▶ **TO DO**:
Copy out only the records from the start through the line containing "[(474, 260), (211, 188), (133, 12), (287, 382), (408, 98)]", requests included, and raise every coordinate in the answers by 27.

▶ **RECORDS TO USE**:
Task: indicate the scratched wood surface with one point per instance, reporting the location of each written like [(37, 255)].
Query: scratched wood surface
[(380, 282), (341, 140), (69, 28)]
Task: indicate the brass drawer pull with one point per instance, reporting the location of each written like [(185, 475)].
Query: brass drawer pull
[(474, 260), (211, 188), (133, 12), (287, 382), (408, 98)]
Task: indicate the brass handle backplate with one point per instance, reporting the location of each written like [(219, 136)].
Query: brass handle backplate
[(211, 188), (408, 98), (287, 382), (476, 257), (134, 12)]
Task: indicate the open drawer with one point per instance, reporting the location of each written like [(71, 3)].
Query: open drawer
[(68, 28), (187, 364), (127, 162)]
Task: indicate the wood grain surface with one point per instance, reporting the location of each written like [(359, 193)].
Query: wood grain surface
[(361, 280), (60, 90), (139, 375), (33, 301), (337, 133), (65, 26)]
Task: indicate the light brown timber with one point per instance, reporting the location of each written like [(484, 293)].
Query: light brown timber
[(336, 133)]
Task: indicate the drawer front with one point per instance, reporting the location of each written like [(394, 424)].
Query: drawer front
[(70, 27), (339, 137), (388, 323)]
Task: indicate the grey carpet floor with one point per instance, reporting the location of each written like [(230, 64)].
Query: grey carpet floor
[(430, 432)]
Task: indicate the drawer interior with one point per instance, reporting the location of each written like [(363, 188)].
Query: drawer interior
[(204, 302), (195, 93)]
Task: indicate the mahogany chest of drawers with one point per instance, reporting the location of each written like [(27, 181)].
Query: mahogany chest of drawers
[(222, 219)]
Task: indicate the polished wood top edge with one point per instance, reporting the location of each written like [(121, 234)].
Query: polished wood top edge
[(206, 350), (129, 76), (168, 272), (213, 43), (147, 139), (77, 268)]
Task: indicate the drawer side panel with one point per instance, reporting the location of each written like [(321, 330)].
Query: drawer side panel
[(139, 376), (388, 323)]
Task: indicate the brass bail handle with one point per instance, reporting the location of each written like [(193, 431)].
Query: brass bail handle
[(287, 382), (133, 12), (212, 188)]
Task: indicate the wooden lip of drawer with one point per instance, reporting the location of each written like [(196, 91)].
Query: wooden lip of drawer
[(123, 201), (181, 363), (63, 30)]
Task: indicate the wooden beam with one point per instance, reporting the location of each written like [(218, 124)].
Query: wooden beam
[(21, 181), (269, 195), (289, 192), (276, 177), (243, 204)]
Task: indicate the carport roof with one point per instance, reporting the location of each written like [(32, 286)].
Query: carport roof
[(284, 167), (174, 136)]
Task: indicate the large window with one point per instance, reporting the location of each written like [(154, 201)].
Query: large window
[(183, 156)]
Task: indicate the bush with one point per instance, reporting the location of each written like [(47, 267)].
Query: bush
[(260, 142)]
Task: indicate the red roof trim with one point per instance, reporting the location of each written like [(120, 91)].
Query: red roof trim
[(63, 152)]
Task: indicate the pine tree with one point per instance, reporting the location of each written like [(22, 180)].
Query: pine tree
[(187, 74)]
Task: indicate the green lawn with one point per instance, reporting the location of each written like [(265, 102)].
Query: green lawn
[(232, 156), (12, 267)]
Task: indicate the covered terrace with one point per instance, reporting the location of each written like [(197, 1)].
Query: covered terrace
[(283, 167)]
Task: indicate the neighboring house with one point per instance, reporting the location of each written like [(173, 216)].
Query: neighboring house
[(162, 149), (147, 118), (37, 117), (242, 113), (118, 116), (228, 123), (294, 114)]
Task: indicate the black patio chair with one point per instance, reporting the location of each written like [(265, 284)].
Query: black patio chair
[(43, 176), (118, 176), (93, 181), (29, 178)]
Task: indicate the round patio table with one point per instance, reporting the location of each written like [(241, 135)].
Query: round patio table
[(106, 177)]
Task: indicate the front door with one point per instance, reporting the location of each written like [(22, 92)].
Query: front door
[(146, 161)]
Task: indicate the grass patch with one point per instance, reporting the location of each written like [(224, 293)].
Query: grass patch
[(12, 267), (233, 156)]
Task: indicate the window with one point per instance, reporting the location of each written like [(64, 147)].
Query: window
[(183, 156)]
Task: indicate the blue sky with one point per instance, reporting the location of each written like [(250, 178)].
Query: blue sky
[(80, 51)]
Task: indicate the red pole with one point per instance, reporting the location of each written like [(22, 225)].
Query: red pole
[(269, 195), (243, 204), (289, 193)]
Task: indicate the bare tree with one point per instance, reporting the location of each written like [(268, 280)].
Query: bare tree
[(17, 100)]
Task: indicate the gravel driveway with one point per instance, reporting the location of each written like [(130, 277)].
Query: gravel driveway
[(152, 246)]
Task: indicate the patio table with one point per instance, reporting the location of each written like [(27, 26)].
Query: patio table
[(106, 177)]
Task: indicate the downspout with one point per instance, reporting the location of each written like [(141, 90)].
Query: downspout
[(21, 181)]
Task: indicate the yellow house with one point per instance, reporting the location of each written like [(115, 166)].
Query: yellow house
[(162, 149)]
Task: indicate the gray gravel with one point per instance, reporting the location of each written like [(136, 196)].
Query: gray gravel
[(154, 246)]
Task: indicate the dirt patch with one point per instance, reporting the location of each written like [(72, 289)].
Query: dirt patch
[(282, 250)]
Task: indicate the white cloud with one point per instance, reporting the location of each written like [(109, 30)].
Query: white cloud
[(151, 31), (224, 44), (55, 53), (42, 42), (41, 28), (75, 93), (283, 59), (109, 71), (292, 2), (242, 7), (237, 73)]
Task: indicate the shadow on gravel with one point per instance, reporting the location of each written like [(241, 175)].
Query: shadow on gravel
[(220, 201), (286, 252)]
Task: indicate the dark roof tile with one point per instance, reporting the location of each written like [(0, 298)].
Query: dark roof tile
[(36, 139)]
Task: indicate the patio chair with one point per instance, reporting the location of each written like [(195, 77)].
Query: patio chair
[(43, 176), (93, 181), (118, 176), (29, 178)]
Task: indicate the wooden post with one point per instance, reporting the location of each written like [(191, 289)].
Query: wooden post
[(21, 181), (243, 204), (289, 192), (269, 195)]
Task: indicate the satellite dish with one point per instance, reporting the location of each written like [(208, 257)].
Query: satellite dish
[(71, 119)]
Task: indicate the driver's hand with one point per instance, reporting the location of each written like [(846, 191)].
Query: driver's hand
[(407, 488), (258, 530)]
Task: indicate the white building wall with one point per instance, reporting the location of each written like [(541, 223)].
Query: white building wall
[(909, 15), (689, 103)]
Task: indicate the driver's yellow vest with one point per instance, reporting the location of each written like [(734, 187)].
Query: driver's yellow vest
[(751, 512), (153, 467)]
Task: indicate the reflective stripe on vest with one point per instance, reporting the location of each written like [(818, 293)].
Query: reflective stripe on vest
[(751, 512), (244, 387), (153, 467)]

▶ **THE SOLUTION**:
Task: indicate the scratched wood surface with one point per instance, reporting the location of each written like [(37, 255)].
Query: scratched wood surface
[(407, 309), (368, 167), (96, 55)]
Task: indicate the brass drawer pull with one point per instance, reporting the location of each written like [(185, 475)].
Query: brass drawer pull
[(501, 287), (238, 215), (160, 39), (314, 409), (435, 125)]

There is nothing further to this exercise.